--- Exercise materials ---
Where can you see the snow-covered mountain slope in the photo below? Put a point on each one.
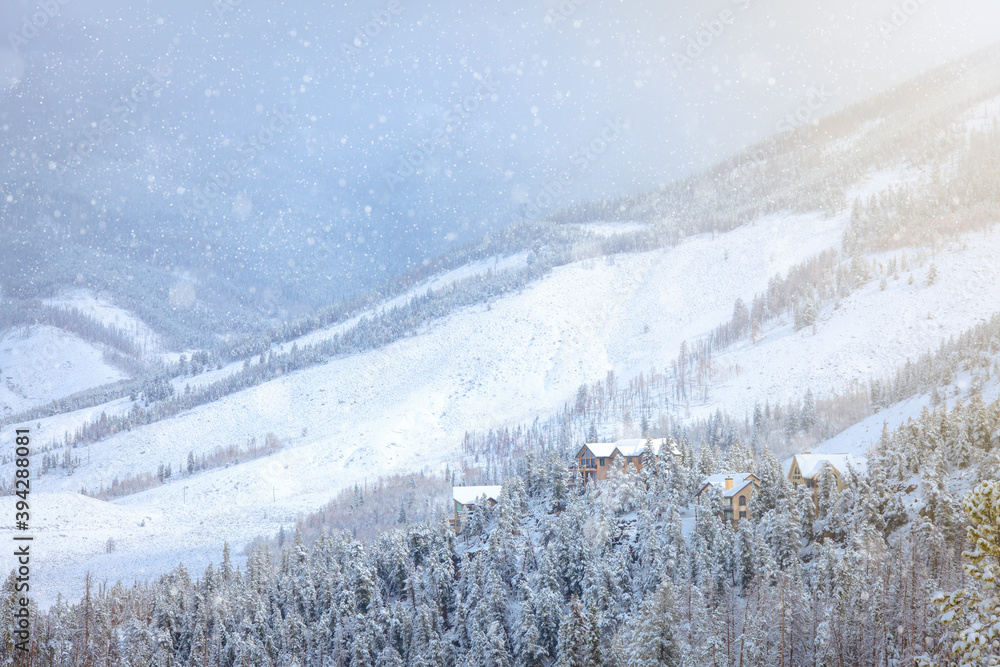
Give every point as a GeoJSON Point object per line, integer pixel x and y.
{"type": "Point", "coordinates": [108, 314]}
{"type": "Point", "coordinates": [872, 333]}
{"type": "Point", "coordinates": [42, 363]}
{"type": "Point", "coordinates": [408, 405]}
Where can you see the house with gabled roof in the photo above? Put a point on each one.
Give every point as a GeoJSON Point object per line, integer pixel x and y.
{"type": "Point", "coordinates": [807, 467]}
{"type": "Point", "coordinates": [595, 459]}
{"type": "Point", "coordinates": [737, 488]}
{"type": "Point", "coordinates": [464, 498]}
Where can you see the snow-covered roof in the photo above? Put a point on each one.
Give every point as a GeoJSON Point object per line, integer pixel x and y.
{"type": "Point", "coordinates": [810, 465]}
{"type": "Point", "coordinates": [468, 495]}
{"type": "Point", "coordinates": [627, 447]}
{"type": "Point", "coordinates": [740, 480]}
{"type": "Point", "coordinates": [601, 449]}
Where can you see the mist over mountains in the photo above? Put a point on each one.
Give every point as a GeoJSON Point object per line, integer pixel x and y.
{"type": "Point", "coordinates": [280, 156]}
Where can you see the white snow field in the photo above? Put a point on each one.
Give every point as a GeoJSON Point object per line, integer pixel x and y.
{"type": "Point", "coordinates": [106, 313]}
{"type": "Point", "coordinates": [871, 334]}
{"type": "Point", "coordinates": [41, 363]}
{"type": "Point", "coordinates": [407, 406]}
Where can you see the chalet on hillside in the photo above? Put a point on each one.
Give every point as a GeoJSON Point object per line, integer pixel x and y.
{"type": "Point", "coordinates": [466, 497]}
{"type": "Point", "coordinates": [806, 468]}
{"type": "Point", "coordinates": [737, 488]}
{"type": "Point", "coordinates": [595, 459]}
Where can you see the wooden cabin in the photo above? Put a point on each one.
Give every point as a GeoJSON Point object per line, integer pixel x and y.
{"type": "Point", "coordinates": [737, 488]}
{"type": "Point", "coordinates": [464, 498]}
{"type": "Point", "coordinates": [595, 459]}
{"type": "Point", "coordinates": [806, 468]}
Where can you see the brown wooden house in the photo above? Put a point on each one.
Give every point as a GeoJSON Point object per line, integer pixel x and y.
{"type": "Point", "coordinates": [464, 498]}
{"type": "Point", "coordinates": [737, 489]}
{"type": "Point", "coordinates": [595, 459]}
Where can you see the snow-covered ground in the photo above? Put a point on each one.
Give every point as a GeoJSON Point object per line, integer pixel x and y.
{"type": "Point", "coordinates": [108, 314]}
{"type": "Point", "coordinates": [42, 363]}
{"type": "Point", "coordinates": [870, 335]}
{"type": "Point", "coordinates": [408, 405]}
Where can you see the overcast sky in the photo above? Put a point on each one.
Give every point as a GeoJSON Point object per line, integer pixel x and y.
{"type": "Point", "coordinates": [561, 76]}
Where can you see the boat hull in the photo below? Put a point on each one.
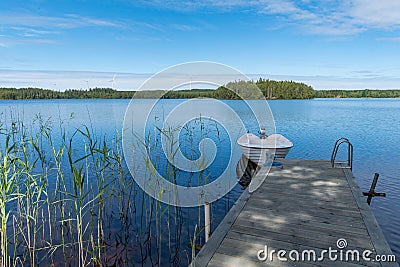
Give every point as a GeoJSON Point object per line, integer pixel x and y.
{"type": "Point", "coordinates": [261, 150]}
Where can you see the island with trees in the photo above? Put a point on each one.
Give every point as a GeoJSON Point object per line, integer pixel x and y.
{"type": "Point", "coordinates": [237, 89]}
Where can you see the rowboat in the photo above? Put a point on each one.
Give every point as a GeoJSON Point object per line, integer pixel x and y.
{"type": "Point", "coordinates": [261, 149]}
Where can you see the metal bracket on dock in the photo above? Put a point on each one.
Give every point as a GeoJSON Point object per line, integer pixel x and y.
{"type": "Point", "coordinates": [346, 164]}
{"type": "Point", "coordinates": [371, 193]}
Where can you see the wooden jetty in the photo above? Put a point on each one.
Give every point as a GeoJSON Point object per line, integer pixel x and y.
{"type": "Point", "coordinates": [307, 205]}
---
* _Brief_: I'd like the lines above repeated exactly, from the one that contains "Where can you see the chalet" through the one that contains "Where can you see the rowboat", with no pictures.

* _Answer to this exercise_:
Where can you see the chalet on hillside in the photo above? Put a point on each one.
Give every point as a GeoJSON Point object per line, integer pixel x and y.
{"type": "Point", "coordinates": [466, 497]}
{"type": "Point", "coordinates": [806, 468]}
{"type": "Point", "coordinates": [737, 488]}
{"type": "Point", "coordinates": [595, 459]}
Where can you see the wooden cabin in the photo above? Put a point on each one.
Give every point as a GeoJSON Point object per line, integer pixel x and y.
{"type": "Point", "coordinates": [737, 488]}
{"type": "Point", "coordinates": [464, 498]}
{"type": "Point", "coordinates": [595, 459]}
{"type": "Point", "coordinates": [806, 468]}
Where can you see the brown wooden house in the photo above? Put a point on each one.
Give every point as a GeoJSON Point object per line, integer pixel x and y.
{"type": "Point", "coordinates": [464, 498]}
{"type": "Point", "coordinates": [737, 489]}
{"type": "Point", "coordinates": [595, 459]}
Where can you see the snow-covered ground in the photo above? Put a point on each one.
Give every point as a GeoJSON Point object per line, integer pixel x and y.
{"type": "Point", "coordinates": [108, 314]}
{"type": "Point", "coordinates": [42, 363]}
{"type": "Point", "coordinates": [870, 335]}
{"type": "Point", "coordinates": [408, 405]}
Where can you see the overcast sky in the photo above? Put a point on each one.
Give every point as a GeoJSON Point object per line, integer pixel x and y.
{"type": "Point", "coordinates": [561, 76]}
Where can you see the boat hull in the photo below? Put a point on each one.
Give every point as a GeoJSON Point object per line, integer pixel x and y.
{"type": "Point", "coordinates": [261, 150]}
Where can you see the island with trees in the photo above? Put a point on each one.
Give every point as a GeoJSON Point object per line, integer pixel x and y.
{"type": "Point", "coordinates": [237, 89]}
Where can you see the rowboat in the photo above? Put a point on each one.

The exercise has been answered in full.